TASK ITEM:
Work through the entries that follow and state how many lines contain the word "maroon". Only the number is wanted.

----------------

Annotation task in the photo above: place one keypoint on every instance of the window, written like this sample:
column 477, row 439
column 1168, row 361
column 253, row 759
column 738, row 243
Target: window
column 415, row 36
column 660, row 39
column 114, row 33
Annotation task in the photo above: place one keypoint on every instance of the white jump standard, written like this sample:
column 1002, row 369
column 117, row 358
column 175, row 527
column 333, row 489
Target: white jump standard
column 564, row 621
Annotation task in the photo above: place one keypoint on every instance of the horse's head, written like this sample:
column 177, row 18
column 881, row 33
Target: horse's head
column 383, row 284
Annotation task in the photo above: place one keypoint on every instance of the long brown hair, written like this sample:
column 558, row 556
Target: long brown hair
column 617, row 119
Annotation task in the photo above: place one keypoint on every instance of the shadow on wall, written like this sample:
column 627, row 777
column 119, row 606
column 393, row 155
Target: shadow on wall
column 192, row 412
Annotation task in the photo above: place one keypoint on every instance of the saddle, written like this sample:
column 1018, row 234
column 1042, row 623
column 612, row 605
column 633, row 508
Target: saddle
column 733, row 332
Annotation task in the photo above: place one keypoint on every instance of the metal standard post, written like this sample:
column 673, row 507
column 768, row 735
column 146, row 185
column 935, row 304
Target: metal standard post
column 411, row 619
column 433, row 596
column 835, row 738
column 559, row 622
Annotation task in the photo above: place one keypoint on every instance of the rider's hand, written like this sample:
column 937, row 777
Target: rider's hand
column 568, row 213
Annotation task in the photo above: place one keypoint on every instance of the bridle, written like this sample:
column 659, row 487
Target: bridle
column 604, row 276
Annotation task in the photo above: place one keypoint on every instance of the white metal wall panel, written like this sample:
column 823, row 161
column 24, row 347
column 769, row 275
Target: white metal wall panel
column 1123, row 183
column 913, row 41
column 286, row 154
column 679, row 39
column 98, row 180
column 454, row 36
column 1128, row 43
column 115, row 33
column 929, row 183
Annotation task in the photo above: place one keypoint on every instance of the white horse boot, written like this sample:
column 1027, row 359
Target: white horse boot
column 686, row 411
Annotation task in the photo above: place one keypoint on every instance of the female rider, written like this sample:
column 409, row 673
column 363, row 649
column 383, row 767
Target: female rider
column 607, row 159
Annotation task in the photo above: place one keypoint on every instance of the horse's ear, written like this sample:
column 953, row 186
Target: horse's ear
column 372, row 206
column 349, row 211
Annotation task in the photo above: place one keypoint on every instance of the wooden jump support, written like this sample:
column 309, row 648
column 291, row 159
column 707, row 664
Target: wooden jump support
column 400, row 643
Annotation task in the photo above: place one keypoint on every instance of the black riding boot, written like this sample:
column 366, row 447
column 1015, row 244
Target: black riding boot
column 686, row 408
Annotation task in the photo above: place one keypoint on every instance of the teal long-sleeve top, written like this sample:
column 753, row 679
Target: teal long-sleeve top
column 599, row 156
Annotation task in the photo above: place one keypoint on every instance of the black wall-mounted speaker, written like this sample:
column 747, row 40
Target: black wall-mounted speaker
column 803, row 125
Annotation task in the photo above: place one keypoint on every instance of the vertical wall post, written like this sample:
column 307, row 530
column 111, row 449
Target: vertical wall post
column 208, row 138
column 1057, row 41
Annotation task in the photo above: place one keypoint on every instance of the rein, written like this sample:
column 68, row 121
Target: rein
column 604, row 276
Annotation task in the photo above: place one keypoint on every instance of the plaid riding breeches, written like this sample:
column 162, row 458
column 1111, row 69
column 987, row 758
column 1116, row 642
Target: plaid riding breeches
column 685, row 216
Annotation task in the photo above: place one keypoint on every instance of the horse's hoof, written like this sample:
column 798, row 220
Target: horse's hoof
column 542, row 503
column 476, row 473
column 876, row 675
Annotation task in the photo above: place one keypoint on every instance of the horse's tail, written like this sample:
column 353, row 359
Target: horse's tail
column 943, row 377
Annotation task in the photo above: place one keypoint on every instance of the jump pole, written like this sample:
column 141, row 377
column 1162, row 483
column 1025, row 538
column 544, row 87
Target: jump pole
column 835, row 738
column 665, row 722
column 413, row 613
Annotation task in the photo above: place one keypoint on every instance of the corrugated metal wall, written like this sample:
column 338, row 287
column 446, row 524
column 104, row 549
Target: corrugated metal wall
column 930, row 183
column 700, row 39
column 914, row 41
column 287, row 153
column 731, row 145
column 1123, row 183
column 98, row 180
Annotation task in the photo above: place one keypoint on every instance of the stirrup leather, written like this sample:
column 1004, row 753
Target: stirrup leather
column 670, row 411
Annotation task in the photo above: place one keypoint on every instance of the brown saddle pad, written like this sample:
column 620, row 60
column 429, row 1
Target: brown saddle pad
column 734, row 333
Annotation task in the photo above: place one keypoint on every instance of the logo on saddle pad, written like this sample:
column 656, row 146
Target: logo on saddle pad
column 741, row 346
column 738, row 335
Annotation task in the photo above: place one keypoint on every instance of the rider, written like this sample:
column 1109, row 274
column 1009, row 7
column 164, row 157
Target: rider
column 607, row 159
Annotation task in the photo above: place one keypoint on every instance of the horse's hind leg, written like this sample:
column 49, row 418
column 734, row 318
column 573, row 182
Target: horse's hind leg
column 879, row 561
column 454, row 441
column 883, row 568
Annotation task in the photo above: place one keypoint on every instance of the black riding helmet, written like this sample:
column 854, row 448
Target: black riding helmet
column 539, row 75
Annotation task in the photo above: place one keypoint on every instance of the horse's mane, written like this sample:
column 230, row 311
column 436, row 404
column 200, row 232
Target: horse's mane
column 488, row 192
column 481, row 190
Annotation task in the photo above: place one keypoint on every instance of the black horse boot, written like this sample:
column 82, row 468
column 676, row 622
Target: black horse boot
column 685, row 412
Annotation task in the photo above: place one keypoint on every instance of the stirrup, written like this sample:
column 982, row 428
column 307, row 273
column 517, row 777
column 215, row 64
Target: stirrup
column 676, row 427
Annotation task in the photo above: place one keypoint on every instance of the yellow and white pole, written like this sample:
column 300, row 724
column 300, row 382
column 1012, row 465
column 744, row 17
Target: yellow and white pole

----------------

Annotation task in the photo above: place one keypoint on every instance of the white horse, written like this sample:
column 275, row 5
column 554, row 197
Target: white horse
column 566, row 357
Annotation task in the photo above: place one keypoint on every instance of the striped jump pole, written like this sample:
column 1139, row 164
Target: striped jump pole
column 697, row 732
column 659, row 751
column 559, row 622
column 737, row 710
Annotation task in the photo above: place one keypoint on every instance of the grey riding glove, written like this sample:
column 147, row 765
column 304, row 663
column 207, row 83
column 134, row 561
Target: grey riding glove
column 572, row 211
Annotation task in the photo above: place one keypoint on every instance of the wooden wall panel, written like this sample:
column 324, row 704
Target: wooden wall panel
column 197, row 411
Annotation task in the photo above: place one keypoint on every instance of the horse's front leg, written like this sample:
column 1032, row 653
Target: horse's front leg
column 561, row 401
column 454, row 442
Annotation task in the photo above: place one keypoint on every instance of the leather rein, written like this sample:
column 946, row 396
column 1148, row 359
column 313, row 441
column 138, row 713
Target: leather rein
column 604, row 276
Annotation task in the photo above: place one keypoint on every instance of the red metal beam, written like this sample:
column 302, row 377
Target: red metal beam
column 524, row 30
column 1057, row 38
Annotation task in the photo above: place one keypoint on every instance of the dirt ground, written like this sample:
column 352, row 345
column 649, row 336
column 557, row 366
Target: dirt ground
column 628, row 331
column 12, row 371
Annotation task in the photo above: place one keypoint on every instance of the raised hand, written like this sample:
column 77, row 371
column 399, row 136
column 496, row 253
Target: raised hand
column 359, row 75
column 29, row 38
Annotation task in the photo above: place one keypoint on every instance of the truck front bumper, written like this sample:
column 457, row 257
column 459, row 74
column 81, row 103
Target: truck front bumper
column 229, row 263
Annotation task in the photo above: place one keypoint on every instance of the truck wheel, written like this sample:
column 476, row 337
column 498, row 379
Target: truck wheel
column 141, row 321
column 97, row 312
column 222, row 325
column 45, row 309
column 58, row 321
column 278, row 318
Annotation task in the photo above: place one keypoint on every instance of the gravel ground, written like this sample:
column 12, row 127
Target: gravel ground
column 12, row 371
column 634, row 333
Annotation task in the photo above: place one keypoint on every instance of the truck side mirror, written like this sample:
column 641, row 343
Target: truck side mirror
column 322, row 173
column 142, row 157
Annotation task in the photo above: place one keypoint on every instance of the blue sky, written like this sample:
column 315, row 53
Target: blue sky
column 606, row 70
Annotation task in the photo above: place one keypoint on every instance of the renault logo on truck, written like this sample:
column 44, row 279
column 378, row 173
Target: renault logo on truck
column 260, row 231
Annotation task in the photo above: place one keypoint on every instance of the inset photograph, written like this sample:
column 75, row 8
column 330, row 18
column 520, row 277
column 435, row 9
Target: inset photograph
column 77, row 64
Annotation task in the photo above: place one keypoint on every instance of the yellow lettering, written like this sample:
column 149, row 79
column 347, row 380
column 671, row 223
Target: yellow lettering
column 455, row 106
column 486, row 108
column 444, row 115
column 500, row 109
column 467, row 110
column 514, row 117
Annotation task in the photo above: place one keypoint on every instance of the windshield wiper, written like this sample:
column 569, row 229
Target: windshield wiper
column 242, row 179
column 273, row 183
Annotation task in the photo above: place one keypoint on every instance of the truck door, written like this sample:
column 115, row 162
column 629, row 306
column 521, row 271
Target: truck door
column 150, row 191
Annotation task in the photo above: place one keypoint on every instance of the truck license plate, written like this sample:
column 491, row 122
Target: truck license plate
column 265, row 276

----------------

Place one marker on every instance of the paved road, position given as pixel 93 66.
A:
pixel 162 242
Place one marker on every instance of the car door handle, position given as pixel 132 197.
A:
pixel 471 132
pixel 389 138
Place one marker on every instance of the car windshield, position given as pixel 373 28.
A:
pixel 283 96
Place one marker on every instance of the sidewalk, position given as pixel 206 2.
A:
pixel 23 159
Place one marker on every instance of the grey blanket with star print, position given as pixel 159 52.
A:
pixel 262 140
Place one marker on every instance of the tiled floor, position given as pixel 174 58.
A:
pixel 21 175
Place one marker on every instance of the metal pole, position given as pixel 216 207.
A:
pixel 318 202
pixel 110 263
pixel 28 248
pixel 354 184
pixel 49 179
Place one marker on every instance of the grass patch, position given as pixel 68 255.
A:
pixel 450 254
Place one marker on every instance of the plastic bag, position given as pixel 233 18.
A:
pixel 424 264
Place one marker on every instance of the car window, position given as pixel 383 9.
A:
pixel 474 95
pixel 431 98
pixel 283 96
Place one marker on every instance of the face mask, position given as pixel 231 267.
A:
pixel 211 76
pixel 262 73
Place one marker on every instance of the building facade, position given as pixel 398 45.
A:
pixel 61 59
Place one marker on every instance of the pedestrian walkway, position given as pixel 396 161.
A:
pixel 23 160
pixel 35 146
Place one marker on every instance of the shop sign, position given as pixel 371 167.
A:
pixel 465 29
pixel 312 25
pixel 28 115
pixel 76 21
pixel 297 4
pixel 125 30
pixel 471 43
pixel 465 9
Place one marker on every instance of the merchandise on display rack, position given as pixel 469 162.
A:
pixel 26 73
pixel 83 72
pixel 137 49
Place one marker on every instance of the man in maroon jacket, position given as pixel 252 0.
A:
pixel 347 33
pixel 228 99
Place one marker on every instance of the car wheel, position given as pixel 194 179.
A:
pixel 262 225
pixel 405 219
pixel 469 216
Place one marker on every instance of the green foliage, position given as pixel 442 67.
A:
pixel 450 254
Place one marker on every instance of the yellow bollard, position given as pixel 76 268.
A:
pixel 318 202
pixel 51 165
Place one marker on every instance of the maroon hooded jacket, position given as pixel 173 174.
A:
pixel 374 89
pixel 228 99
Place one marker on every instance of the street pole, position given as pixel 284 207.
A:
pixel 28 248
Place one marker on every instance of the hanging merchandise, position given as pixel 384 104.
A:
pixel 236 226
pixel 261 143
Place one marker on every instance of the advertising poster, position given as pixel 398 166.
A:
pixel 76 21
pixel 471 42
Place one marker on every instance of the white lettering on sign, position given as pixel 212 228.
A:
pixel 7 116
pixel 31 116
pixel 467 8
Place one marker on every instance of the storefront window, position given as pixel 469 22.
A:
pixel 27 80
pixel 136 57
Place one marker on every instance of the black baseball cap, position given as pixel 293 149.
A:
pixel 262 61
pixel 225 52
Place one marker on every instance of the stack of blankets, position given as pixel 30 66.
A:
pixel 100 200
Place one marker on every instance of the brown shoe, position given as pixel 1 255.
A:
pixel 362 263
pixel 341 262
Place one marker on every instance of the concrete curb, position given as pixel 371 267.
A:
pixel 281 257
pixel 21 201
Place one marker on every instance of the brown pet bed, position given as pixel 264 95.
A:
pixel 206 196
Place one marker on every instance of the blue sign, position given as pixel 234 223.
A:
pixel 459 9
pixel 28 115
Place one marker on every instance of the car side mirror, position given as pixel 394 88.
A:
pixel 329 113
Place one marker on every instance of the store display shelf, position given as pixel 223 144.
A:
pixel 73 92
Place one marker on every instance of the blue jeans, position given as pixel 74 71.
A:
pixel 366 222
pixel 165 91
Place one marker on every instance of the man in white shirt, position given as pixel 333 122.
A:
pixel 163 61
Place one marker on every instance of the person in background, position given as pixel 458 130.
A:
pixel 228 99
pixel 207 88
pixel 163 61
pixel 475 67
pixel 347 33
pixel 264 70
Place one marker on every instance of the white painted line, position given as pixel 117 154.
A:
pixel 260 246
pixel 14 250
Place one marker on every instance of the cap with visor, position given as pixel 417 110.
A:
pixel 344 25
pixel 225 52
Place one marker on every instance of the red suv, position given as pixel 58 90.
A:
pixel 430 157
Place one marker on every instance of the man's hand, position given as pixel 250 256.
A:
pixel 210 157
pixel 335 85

----------------

ANSWER TO THIS PROBLEM:
2